▶ **Passage for review**:
========================================
[avr-gcc-list] AVR byte swap optimization

Discussion:

[avr-gcc-list] AVR byte swap optimization

Shaun Jackman

19 years ago

The following macro expands to some rather frightful code on the AVR:

#define BSWAP_16(x) \
((((x) >> 8) & 0xff) | (((x) & 0xff) << 8))

uint16_t bswap_16(uint16_t x)
{
0: 9c 01 movw r18, r24
2: 89 2f mov r24, r25
4: 99 27 eor r25, r25
6: 32 2f mov r19, r18
8: 22 27 eor r18, r18
return BSWAP_16(x);
}
a: 82 2b or r24, r18
c: 93 2b or r25, r19
e: 08 95 ret

Ideally, this macro would expand to three mov instructions and a ret.
Is there anything I can do to help GCC along here? I'm using GCC 4.1.0
with -O2.

I won't bother to show bswap_32 here, which produces a real disaster!
Think 47 instructions, for what should be 6.

Cheers,
Shaun

$ avr-gcc --version |head -1
avr-gcc (GCC) 4.1.0

Eric Weddington

19 years ago

You could always equate the macro to some inline assembly like what is done
for a number of avr-libc macros.

Eric Weddington

> -----Original Message-----
> From:
> avr-gcc-list-bounces+eweddington=***@nongnu.org
> [mailto:avr-gcc-list-bounces+eweddington=***@nongnu.
========================================
▶ **Exercise requirements**:
a) Summarize the thread in two sentences.
b) Gather each line of the listing that contains the string "positive".

▶ **The data**:
========================================
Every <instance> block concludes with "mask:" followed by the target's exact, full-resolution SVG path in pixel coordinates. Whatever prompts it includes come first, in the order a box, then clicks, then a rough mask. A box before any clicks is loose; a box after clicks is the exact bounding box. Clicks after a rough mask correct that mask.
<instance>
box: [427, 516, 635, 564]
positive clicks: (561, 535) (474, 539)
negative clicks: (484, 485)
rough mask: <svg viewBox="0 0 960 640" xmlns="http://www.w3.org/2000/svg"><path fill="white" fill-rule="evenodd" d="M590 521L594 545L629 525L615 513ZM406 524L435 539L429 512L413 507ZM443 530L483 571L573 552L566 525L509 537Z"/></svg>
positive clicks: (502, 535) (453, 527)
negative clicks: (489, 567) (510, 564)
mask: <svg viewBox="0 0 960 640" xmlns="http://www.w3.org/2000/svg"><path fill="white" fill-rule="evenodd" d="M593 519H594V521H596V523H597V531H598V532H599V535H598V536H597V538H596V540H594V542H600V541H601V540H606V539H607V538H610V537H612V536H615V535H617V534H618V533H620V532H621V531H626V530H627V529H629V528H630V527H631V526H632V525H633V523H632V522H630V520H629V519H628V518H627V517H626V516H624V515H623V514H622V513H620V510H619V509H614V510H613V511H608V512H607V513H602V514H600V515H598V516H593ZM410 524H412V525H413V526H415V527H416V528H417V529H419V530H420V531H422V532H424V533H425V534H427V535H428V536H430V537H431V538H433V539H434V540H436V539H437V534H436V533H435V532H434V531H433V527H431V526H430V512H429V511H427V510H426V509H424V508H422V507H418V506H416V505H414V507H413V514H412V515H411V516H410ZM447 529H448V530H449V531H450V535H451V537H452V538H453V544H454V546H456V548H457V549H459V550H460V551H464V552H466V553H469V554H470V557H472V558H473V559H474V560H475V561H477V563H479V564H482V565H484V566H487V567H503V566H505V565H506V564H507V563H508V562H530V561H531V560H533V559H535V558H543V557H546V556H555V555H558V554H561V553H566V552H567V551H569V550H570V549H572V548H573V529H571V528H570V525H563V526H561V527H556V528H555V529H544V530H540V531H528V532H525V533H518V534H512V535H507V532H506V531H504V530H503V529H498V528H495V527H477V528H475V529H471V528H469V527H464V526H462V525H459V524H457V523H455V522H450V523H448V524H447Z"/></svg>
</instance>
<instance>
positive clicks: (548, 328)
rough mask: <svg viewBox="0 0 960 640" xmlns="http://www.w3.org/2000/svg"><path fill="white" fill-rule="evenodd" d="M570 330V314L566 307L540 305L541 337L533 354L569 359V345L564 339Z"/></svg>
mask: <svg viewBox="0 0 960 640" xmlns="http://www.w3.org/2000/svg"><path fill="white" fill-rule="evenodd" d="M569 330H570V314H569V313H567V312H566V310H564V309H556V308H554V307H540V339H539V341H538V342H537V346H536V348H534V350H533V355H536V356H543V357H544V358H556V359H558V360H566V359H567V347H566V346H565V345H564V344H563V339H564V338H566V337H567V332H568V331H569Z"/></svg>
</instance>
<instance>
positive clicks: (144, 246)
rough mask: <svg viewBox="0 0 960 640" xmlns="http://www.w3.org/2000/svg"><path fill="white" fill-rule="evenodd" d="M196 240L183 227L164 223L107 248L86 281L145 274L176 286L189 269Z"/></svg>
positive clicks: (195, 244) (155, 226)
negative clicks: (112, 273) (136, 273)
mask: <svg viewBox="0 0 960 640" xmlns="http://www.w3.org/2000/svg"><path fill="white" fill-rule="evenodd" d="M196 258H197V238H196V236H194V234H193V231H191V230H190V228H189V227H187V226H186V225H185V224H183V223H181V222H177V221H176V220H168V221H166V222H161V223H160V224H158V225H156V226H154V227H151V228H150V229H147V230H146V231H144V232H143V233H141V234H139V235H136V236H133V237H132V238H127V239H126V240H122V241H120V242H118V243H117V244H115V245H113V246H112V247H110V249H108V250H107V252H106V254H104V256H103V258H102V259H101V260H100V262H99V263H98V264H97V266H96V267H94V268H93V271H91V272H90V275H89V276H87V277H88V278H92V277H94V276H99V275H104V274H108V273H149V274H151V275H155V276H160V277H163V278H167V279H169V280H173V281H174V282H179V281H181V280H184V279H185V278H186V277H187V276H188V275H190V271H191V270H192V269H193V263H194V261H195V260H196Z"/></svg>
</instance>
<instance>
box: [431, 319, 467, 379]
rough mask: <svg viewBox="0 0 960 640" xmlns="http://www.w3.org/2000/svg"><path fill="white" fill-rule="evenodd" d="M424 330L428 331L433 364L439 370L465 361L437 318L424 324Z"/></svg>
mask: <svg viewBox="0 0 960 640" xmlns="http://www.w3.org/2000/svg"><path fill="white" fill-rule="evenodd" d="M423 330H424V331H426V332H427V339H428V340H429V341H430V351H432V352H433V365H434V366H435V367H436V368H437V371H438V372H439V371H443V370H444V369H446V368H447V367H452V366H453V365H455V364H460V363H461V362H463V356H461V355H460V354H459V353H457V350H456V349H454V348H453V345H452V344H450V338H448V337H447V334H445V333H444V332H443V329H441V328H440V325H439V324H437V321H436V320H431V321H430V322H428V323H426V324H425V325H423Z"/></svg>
========================================
▶ **Solutions to the exercise**:
a) A poster reports that a 16-bit byte swap macro compiles to frightful code on the AVR with GCC 4.1.0 at -O2, where ideally it would be three mov instructions and a ret, and that the 32-bit version is a real disaster at 47 instructions instead of 6. A reply suggests equating the macro to inline assembly, as is done for a number of avr-libc macros.

b)
positive clicks: (561, 535) (474, 539)
positive clicks: (502, 535) (453, 527)
positive clicks: (548, 328)
positive clicks: (144, 246)
positive clicks: (195, 244) (155, 226)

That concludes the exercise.